# STATED PROBLEM
Extract the text of every item below word for word, leaving the pictures out.

Coordinate annotation records

::::

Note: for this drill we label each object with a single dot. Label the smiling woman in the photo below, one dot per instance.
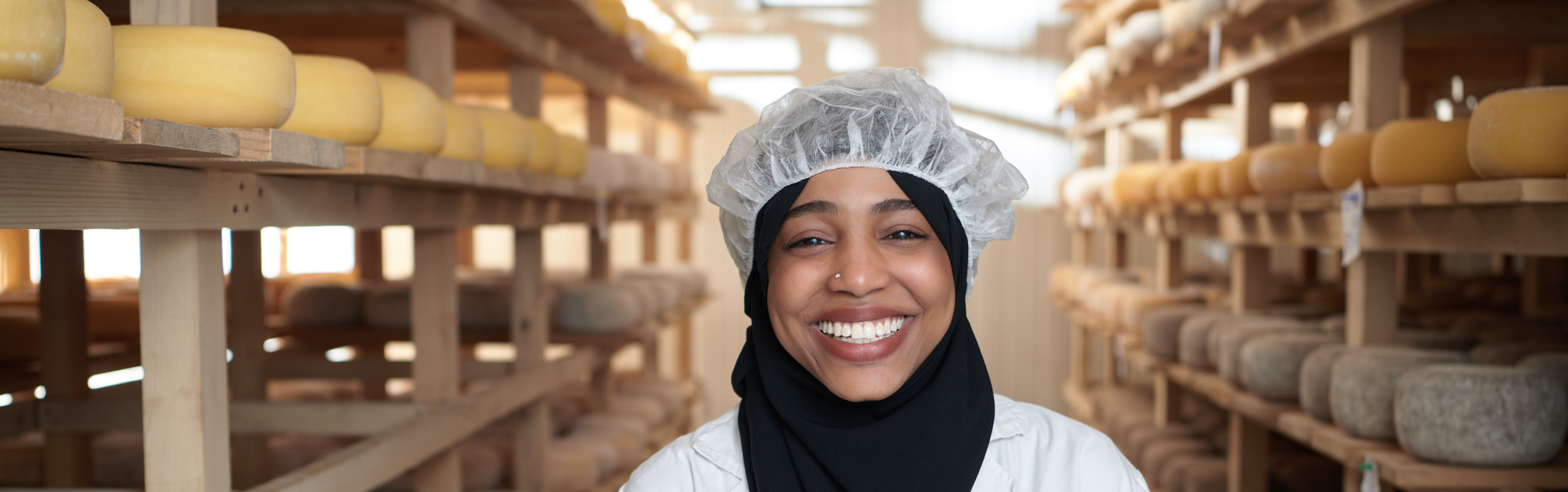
(857, 214)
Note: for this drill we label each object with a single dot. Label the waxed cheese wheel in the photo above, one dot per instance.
(573, 156)
(90, 52)
(32, 40)
(506, 138)
(541, 148)
(203, 76)
(413, 118)
(1520, 134)
(1481, 416)
(1233, 176)
(465, 135)
(1285, 168)
(1421, 151)
(1346, 160)
(336, 98)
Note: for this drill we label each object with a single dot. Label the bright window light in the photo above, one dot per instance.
(756, 91)
(112, 378)
(745, 54)
(847, 54)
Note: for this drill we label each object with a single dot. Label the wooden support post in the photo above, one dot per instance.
(1371, 309)
(1247, 455)
(433, 303)
(63, 325)
(430, 51)
(1250, 280)
(186, 389)
(530, 323)
(247, 336)
(175, 11)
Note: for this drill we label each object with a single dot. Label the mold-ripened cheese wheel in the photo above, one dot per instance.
(1481, 416)
(1285, 168)
(336, 98)
(1233, 176)
(1520, 134)
(573, 156)
(1346, 160)
(506, 138)
(90, 52)
(32, 40)
(203, 76)
(412, 116)
(541, 148)
(1363, 381)
(1421, 151)
(465, 135)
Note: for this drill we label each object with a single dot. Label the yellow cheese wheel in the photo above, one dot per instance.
(465, 137)
(1521, 134)
(32, 40)
(336, 98)
(541, 148)
(575, 156)
(1233, 176)
(1421, 151)
(412, 116)
(203, 76)
(90, 52)
(1346, 160)
(1285, 168)
(506, 137)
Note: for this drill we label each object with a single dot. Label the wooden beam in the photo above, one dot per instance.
(186, 403)
(63, 325)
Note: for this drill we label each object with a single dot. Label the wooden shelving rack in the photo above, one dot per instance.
(71, 162)
(1381, 56)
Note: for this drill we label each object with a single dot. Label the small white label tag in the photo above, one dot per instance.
(1352, 203)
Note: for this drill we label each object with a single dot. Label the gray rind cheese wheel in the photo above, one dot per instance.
(1314, 380)
(1481, 416)
(1362, 386)
(1271, 366)
(1163, 329)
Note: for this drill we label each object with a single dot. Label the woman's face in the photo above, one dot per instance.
(860, 289)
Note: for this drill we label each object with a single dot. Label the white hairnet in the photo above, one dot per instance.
(875, 118)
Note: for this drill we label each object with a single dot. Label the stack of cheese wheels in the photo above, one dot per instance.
(32, 40)
(412, 116)
(90, 51)
(1420, 153)
(1233, 176)
(203, 76)
(1520, 134)
(336, 98)
(465, 135)
(1346, 160)
(1285, 168)
(506, 138)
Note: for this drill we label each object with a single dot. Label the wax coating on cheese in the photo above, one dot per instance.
(32, 40)
(90, 52)
(203, 76)
(336, 98)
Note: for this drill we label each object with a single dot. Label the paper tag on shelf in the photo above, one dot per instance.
(1352, 203)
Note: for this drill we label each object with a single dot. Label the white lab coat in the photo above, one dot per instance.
(1032, 449)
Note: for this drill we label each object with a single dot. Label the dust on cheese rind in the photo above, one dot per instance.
(32, 40)
(90, 52)
(412, 116)
(338, 99)
(203, 76)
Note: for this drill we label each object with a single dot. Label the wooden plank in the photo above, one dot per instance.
(1526, 190)
(33, 114)
(186, 403)
(382, 458)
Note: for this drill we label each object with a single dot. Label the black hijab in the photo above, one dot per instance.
(931, 434)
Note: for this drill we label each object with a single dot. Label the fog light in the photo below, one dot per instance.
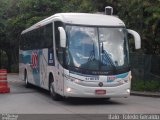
(128, 90)
(68, 89)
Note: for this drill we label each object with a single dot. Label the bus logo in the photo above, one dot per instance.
(34, 59)
(111, 78)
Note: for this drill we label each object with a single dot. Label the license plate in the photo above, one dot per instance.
(100, 92)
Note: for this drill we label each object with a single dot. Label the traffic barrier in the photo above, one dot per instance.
(3, 82)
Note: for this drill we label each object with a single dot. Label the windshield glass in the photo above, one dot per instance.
(96, 48)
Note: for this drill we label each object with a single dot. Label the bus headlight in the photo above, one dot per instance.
(74, 79)
(130, 77)
(68, 89)
(128, 90)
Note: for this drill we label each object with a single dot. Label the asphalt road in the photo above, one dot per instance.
(33, 100)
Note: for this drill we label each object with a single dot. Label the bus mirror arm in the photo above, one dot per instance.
(137, 38)
(62, 37)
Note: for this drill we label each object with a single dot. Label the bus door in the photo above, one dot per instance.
(34, 76)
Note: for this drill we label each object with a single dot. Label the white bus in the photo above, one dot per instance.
(78, 55)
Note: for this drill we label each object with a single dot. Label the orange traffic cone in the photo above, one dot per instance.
(3, 82)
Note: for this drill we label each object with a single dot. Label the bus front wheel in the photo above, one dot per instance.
(53, 94)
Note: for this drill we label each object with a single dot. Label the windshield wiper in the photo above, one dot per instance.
(92, 55)
(106, 57)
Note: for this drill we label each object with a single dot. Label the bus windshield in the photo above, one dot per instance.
(97, 48)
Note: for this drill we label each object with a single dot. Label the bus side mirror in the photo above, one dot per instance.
(62, 37)
(137, 38)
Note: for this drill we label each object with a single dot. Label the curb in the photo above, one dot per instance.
(146, 94)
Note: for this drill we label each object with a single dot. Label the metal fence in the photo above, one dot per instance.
(145, 67)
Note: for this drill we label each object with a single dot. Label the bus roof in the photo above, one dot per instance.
(80, 19)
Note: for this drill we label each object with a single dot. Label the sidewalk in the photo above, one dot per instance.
(146, 94)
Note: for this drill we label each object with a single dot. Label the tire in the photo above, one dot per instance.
(53, 94)
(27, 85)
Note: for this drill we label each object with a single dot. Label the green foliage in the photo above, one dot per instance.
(148, 85)
(140, 15)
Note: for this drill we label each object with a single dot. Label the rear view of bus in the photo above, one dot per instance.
(90, 54)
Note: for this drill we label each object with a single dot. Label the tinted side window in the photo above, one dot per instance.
(59, 50)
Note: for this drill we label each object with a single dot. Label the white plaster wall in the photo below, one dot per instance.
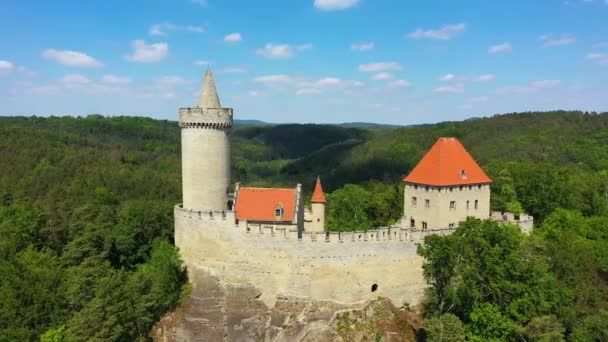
(318, 266)
(439, 215)
(205, 168)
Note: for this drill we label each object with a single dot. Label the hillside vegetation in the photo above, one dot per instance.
(86, 216)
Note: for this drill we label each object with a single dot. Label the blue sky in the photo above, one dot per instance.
(385, 61)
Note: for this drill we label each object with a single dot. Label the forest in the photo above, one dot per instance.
(86, 220)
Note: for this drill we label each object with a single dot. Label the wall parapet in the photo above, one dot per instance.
(205, 117)
(524, 221)
(280, 231)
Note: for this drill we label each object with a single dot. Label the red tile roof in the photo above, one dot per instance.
(317, 195)
(258, 204)
(447, 163)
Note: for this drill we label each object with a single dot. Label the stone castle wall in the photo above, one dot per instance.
(341, 267)
(438, 212)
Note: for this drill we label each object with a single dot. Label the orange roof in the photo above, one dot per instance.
(259, 204)
(317, 195)
(447, 163)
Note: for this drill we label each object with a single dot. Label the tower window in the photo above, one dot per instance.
(278, 212)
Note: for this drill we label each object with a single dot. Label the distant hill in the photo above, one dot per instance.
(251, 122)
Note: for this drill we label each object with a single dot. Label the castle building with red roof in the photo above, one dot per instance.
(267, 241)
(445, 187)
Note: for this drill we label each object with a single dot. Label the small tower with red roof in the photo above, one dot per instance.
(445, 188)
(318, 208)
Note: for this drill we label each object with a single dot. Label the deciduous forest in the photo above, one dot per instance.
(86, 220)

::::

# SOLUTION FOR THIS PROBLEM
Note: for this drill we label each object with a single dot. Label the smiling woman in the photo below, one dot per instance.
(857, 214)
Note: for this drill we label each object with a single dot. Label the waxed cheese wheel in the photo above, one dot per instance.
(573, 156)
(90, 52)
(32, 40)
(506, 138)
(541, 148)
(203, 76)
(413, 118)
(1520, 134)
(1481, 416)
(1233, 176)
(465, 135)
(1285, 168)
(1421, 151)
(1346, 160)
(336, 98)
Note: for this drill we label each object with a single dot. Label the bright window light in the photo above, one dot per instance.
(756, 91)
(112, 378)
(745, 54)
(847, 54)
Note: for this drill we label each object with a single dot. Label the wooden support post in the photo above, one dot per instance.
(1371, 309)
(1247, 455)
(433, 303)
(63, 325)
(430, 51)
(1250, 280)
(186, 389)
(530, 323)
(247, 336)
(175, 11)
Note: for this drill we label each object with a single dot. Label the mold-ripened cheese wheel in the photo above, one dot per instance.
(1481, 416)
(1285, 168)
(336, 98)
(1233, 176)
(1520, 134)
(573, 156)
(1346, 160)
(506, 138)
(90, 52)
(32, 40)
(203, 76)
(412, 116)
(541, 148)
(1363, 381)
(1421, 151)
(465, 135)
Note: for this drill we label each object with a single dot. Label the yellow cheese wheel in the photo above, one dot per instance.
(465, 137)
(1521, 134)
(32, 40)
(336, 98)
(541, 148)
(575, 156)
(1233, 176)
(1421, 151)
(412, 116)
(203, 76)
(90, 52)
(1346, 160)
(1285, 168)
(506, 137)
Note: for this drill we label each object with a single dot. Label the wooden beam in the photo above, one dot per instance.
(186, 403)
(63, 325)
Note: for this drill we label each object with a single dot. Label the wooden shelving rack in the photo above, one dot per instance.
(71, 162)
(1381, 56)
Note: for this drill we label each object with a single dot. Label the small white label tag in the photo above, one dot per instance.
(1352, 203)
Note: for this drill we label each object with a single dot. Label the gray rind cheese wheel in the photo above, one dot per instance.
(1314, 380)
(1481, 416)
(1362, 386)
(1271, 366)
(1163, 329)
Note: for this drill we label each object with a single dot. Label the woman's face in the photo above, one dot per instance.
(860, 289)
Note: for this drill we label each object with a single dot. Label the white hairnet in the photo above, one dot per instance.
(875, 118)
Note: for this drill we label each object with a single dot. Label the stack of cheese wheels in the photo above, one dot per instance.
(32, 40)
(412, 116)
(90, 51)
(1420, 153)
(1233, 176)
(203, 76)
(1520, 134)
(336, 98)
(465, 135)
(1346, 160)
(1285, 168)
(506, 138)
Note: for this drill we label each object with a single dot. Label the wax coating on cheese in the photo above, one dot per instance.
(32, 40)
(90, 52)
(203, 76)
(336, 98)
Note: for this drill we label each object with a single dot. Label the paper tag on shelf in the photo above, one dot per instance.
(1352, 203)
Note: for this drill we label each object with a single dot. Label the white lab coat in the photo above, one dot per instance.
(1032, 449)
Note: for this drill we label each object with a single dot. Label the dust on cheese rind in the photo above, one dot per instance.
(32, 40)
(90, 52)
(412, 116)
(338, 99)
(203, 76)
Note: for this drill we label each object with a single dot. Label the wooden plank in the photo above, one dot per instance.
(1526, 190)
(33, 114)
(186, 403)
(382, 458)
Note: for this drill we label each object with a single dot. Label the black hijab in the photo above, one dot per instance.
(931, 434)
Note: for this drill we label each object with a single dot. Label the fog light in the photo below, one dot per instance.
(128, 90)
(68, 89)
Note: for this drill we label each object with a single dot. Label the bus logo in the photo above, one dot per instance.
(34, 59)
(111, 78)
Note: for this drill we label each object with a single dot. Label the license plate in the photo above, one dot per instance.
(100, 92)
Note: for this drill we label each object with a single dot. Label the traffic barrier in the photo above, one dot per instance.
(3, 82)
Note: for this drill we label each object with a single dot. Label the windshield glass in the photo above, one dot per instance.
(96, 48)
Note: for this drill we label each object with a single dot. Label the bus headlight in the photo above, one dot per instance.
(74, 79)
(130, 77)
(68, 89)
(128, 90)
Note: for this drill we label each object with a single dot. Label the asphalt road in the photo above, one dot per instance.
(33, 100)
Note: for this drill we label each object with a single dot. Label the bus mirror arm in the photo above, one dot per instance.
(137, 38)
(62, 37)
Note: for this drill we label each object with a single dot. Label the bus door in the photo above, one dot per instance.
(34, 76)
Note: for this drill we label each object with a single dot. Label the white bus in the photo above, one dot per instance.
(78, 55)
Note: for this drill we label each object with a single dot. Label the orange traffic cone in the photo above, one dot per instance.
(3, 82)
Note: for this drill we label each object with a single dot. Label the bus front wheel in the photo above, one dot per instance.
(53, 94)
Note: for this drill we label each object with a single dot. Label the windshield wiper in the photo above, one dot per instance.
(92, 55)
(106, 57)
Note: for this drill we label each object with a single dot. Label the bus windshield in the photo above, one dot per instance.
(97, 48)
Note: for this drill we label each object with a single dot. Label the bus side mirror in the photo above, one dot per instance.
(62, 37)
(137, 38)
Note: for this drill we label each object with a single dot. Label the curb in the photo above, one dot per instance.
(146, 94)
Note: for this drill we label each object with a single dot. Label the metal fence in the photo above, one dot per instance.
(145, 67)
Note: for this drill we label each object with a single dot. Label the bus roof in the photo above, one dot per instance.
(80, 19)
Note: for this drill we label each object with a single dot. Label the sidewalk in the photo above, one dot per instance.
(146, 94)
Note: for this drill we label each object with a single dot. Label the tire in the photo above, one dot per instance.
(53, 94)
(27, 85)
Note: for this drill we label each object with a single dot. Label the green foliage in the photo above, one dot per instance.
(148, 85)
(140, 15)
Note: for this drill we label each object with a single dot. Label the rear view of bus in the photo above, one dot per instance.
(90, 54)
Note: for this drill we label each object with a single dot. Label the tinted side window in the photo above, one dot per instance.
(59, 50)
Note: for this drill we label each object with a single dot. Label the white plaster wall in the photo below, one dot per instance.
(318, 266)
(439, 215)
(205, 168)
Note: for this drill we label each object with a single dot. Label the hillside vegetation in the photo above, one dot per instance.
(86, 216)
Note: for this drill we label each object with a single dot. Label the blue sky in the photo above, one dot per instance.
(385, 61)
Note: for this drill we label each object with a single dot. Label the forest in the photo above, one dot per instance.
(86, 220)
Note: for this drill we label each object with a single dot. Label the wall parapet in the photo above, one dot per instance.
(205, 117)
(524, 221)
(280, 231)
Note: for this drill we label each object with a single dot. Label the red tile roof in the photo above, one dot per instance.
(317, 195)
(258, 204)
(447, 163)
Note: for this drill we label each object with a single dot. Label the stone castle wall in the photo above, one dot per instance.
(341, 267)
(438, 212)
Note: for this drill we label each object with a single dot. Label the orange roof in the photo above, one dot per instance.
(259, 204)
(317, 195)
(447, 163)
Note: for this drill we label each object with a single dot. Label the tower window in the photo above, one dot per instance.
(278, 212)
Note: for this drill we label each object with a single dot. Label the distant hill in the photo above, one dot per instance.
(251, 122)
Note: for this drill we label each object with a single dot. Label the castle building with red roof in the photo above, one dot per instance.
(267, 241)
(445, 187)
Note: for this drill we label each object with a single dot. Label the small tower with red roof in the photo above, one dot per instance.
(445, 188)
(318, 208)
Note: for this drill we label each object with a single dot. Label the deciduous forest in the photo above, one dot per instance.
(86, 220)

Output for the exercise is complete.